## What this task involves
Arrange the lines of the entries starting at the line containing "Category: concrete curb" and ending with the last line of the entries as a Markdown table with the columns "No." and "Text", where "No." gives the row number and "Text" gives the line. Omit any blank lines.

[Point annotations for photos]

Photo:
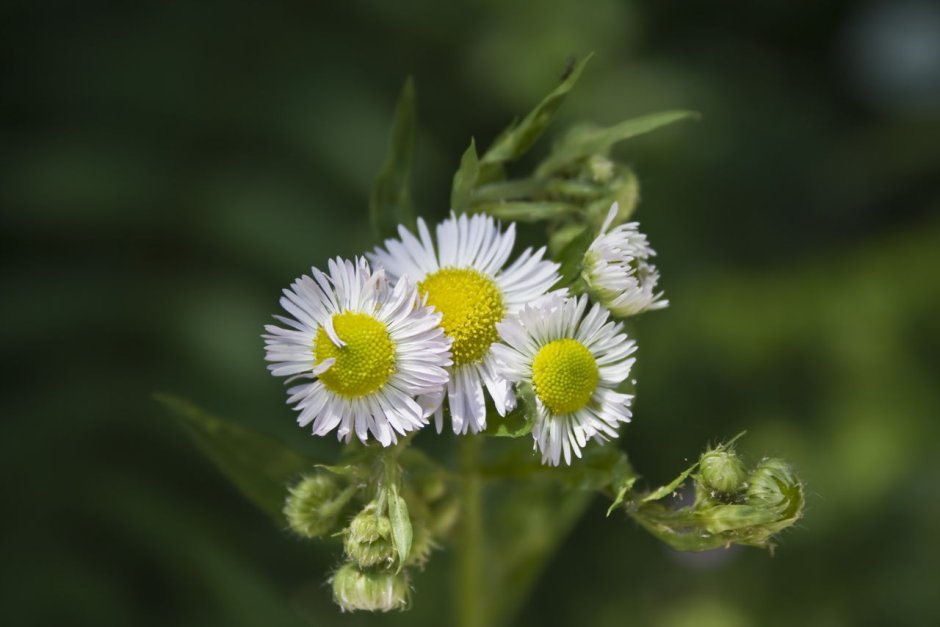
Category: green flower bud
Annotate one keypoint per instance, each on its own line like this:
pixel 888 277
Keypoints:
pixel 314 505
pixel 774 485
pixel 372 590
pixel 369 539
pixel 723 471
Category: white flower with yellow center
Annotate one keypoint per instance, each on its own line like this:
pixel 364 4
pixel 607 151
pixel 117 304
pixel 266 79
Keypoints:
pixel 617 270
pixel 464 278
pixel 369 351
pixel 574 362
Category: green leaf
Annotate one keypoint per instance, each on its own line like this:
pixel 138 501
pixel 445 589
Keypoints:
pixel 390 201
pixel 600 468
pixel 259 466
pixel 520 421
pixel 582 142
pixel 669 488
pixel 402 532
pixel 571 256
pixel 518 138
pixel 527 211
pixel 621 493
pixel 465 179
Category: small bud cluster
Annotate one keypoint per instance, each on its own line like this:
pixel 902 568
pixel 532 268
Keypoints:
pixel 352 502
pixel 741 506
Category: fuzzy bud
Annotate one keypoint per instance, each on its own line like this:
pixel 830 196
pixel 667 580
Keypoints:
pixel 774 485
pixel 369 539
pixel 722 471
pixel 314 504
pixel 372 590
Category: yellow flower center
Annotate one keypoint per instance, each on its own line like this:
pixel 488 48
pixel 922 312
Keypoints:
pixel 565 375
pixel 367 360
pixel 470 304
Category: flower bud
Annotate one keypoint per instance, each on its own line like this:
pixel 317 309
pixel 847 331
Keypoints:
pixel 313 505
pixel 723 471
pixel 372 590
pixel 617 270
pixel 369 539
pixel 774 485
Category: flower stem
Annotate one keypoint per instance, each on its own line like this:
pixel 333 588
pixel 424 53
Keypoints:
pixel 471 611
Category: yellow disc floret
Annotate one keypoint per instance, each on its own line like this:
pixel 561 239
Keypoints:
pixel 367 360
pixel 565 375
pixel 470 304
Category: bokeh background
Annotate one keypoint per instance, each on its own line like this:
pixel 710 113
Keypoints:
pixel 167 167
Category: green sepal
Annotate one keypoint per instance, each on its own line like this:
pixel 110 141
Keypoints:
pixel 259 466
pixel 402 533
pixel 390 201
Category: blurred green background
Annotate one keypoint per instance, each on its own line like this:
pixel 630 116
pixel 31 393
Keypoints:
pixel 169 167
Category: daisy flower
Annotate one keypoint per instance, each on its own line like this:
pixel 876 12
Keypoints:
pixel 617 270
pixel 574 362
pixel 464 278
pixel 367 352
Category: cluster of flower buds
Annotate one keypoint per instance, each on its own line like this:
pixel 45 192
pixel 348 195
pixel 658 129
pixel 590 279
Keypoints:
pixel 733 504
pixel 388 517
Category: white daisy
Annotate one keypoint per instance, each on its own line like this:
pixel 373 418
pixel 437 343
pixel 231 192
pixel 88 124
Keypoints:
pixel 574 362
pixel 617 270
pixel 368 350
pixel 463 278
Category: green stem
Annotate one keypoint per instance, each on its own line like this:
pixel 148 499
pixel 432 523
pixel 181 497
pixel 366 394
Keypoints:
pixel 471 611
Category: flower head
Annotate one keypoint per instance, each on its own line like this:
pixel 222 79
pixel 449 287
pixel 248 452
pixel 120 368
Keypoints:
pixel 367 351
pixel 574 362
pixel 618 271
pixel 465 278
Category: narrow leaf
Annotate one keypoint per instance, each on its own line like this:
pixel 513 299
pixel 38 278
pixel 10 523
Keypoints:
pixel 259 466
pixel 390 201
pixel 516 140
pixel 670 487
pixel 581 143
pixel 520 421
pixel 527 211
pixel 621 495
pixel 465 179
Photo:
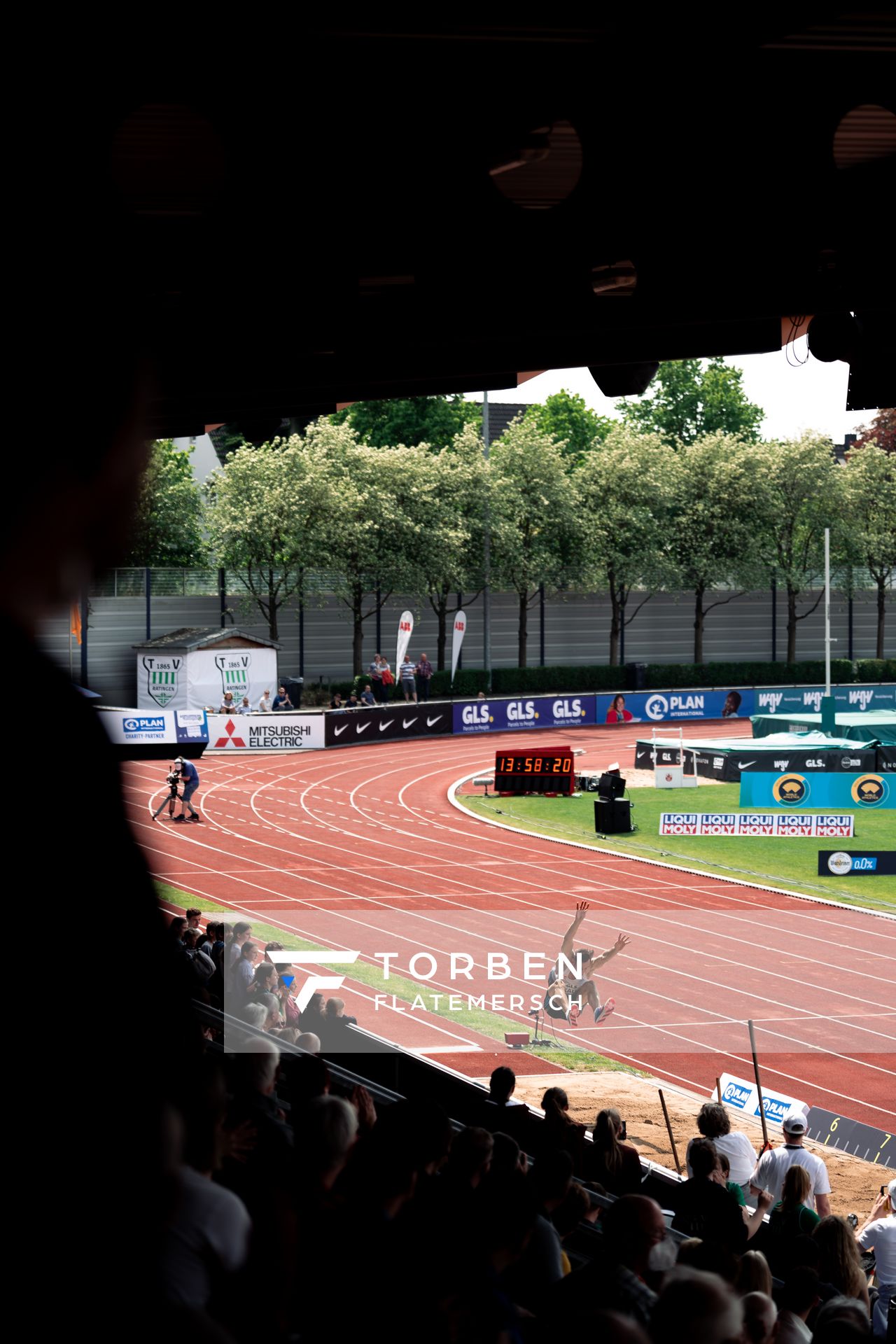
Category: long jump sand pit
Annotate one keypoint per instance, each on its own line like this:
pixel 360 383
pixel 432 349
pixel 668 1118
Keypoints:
pixel 855 1184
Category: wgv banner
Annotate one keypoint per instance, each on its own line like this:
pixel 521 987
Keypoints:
pixel 662 706
pixel 265 732
pixel 797 790
pixel 754 824
pixel 540 711
pixel 806 699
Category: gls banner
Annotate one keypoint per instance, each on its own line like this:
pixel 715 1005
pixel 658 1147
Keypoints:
pixel 384 723
pixel 662 706
pixel 755 824
pixel 540 711
pixel 806 699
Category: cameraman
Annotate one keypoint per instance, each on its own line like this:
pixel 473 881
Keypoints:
pixel 172 780
pixel 190 774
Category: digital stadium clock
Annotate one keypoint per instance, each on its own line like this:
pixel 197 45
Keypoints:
pixel 533 771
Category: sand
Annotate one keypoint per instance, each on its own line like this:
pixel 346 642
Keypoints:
pixel 855 1184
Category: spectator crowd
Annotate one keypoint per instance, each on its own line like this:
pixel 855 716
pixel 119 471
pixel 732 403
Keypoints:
pixel 300 1206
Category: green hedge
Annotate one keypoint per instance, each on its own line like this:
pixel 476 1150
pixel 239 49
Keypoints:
pixel 876 670
pixel 659 676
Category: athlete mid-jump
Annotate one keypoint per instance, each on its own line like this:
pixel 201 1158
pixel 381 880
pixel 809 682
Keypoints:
pixel 567 992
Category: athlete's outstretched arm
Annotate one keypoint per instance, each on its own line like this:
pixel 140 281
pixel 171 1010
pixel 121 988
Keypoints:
pixel 620 945
pixel 566 946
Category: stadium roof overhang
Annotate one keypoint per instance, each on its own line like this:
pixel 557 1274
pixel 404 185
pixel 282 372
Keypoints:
pixel 372 213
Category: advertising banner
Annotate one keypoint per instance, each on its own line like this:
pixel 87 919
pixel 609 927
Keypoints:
pixel 754 824
pixel 745 1097
pixel 457 640
pixel 239 671
pixel 265 732
pixel 804 788
pixel 405 632
pixel 806 699
pixel 540 711
pixel 856 863
pixel 662 706
pixel 386 723
pixel 158 734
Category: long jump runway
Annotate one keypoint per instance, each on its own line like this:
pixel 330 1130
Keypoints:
pixel 360 850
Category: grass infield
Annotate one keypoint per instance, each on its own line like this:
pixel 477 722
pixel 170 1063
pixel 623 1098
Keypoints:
pixel 778 862
pixel 406 991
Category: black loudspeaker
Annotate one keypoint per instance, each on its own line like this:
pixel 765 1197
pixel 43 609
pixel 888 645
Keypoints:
pixel 613 816
pixel 612 785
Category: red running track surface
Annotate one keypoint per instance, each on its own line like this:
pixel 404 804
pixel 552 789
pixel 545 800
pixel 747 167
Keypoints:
pixel 360 850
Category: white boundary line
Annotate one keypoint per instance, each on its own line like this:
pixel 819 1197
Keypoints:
pixel 654 863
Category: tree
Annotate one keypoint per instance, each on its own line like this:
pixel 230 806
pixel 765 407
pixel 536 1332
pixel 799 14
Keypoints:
pixel 715 521
pixel 690 401
pixel 869 486
pixel 168 523
pixel 880 432
pixel 450 556
pixel 410 420
pixel 626 521
pixel 532 517
pixel 798 493
pixel 378 526
pixel 269 519
pixel 570 422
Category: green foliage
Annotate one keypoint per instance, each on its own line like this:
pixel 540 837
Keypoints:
pixel 876 670
pixel 573 425
pixel 410 420
pixel 167 530
pixel 687 401
pixel 722 675
pixel 270 512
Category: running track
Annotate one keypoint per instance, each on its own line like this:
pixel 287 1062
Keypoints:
pixel 362 850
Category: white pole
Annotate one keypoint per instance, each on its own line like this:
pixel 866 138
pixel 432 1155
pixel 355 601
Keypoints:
pixel 827 610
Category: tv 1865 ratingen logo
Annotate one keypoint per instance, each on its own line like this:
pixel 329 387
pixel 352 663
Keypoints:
pixel 790 790
pixel 234 672
pixel 162 679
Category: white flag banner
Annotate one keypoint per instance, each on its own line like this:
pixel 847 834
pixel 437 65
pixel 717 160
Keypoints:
pixel 405 632
pixel 457 640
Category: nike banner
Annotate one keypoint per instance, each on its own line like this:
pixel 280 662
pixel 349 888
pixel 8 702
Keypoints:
pixel 386 723
pixel 405 632
pixel 457 640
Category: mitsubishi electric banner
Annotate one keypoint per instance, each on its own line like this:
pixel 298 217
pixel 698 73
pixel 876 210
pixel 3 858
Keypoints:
pixel 662 706
pixel 806 699
pixel 542 711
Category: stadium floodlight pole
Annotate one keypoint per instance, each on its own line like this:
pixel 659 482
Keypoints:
pixel 486 561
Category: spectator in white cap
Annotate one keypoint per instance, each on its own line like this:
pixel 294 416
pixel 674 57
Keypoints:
pixel 878 1234
pixel 773 1166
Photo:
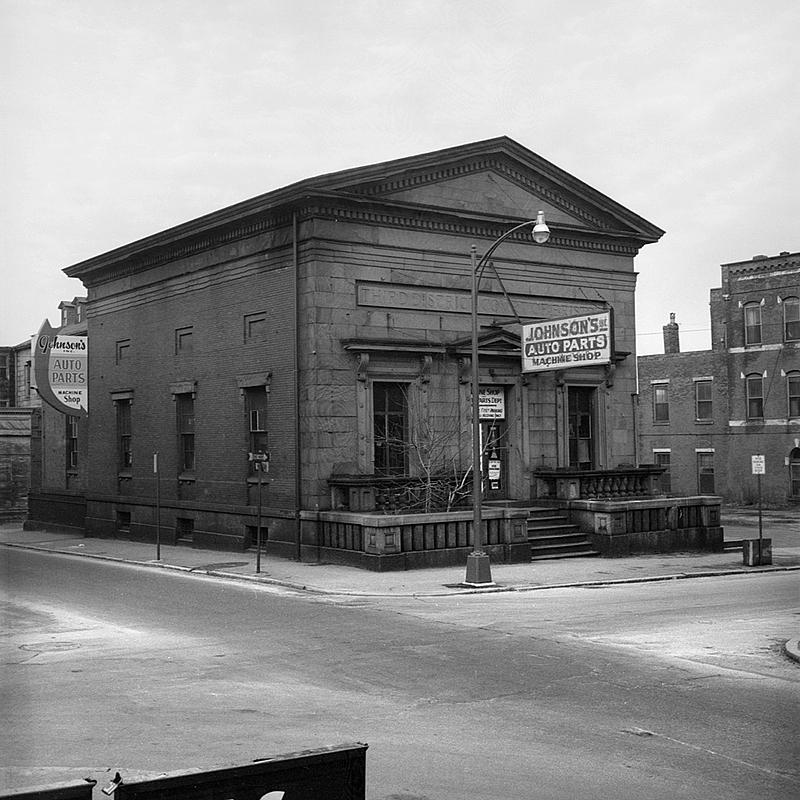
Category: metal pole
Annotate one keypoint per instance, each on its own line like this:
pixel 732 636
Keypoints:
pixel 478 567
pixel 259 468
pixel 760 531
pixel 158 508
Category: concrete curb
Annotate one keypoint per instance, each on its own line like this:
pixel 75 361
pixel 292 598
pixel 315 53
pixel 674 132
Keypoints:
pixel 792 649
pixel 297 587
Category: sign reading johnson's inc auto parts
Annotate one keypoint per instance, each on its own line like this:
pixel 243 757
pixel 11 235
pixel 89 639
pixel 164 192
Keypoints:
pixel 60 365
pixel 564 343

## Output of the exercise
| No. | Text |
|---|---|
| 1 | Category: concrete curb |
| 2 | Annotate one keypoint per instance, each on its own line like this: |
| 3 | pixel 75 361 |
| 4 | pixel 292 598 |
| 5 | pixel 315 53 |
| 6 | pixel 674 132 |
| 7 | Keypoints: |
| 8 | pixel 792 649 |
| 9 | pixel 297 587 |
| 10 | Category: sign reading johnson's inc auto parts |
| 11 | Annotate one keypoint per instance, each on its own line like this: |
| 12 | pixel 243 757 |
| 13 | pixel 11 235 |
| 14 | pixel 89 639 |
| 15 | pixel 164 192 |
| 16 | Keypoints: |
| 17 | pixel 60 365 |
| 18 | pixel 564 343 |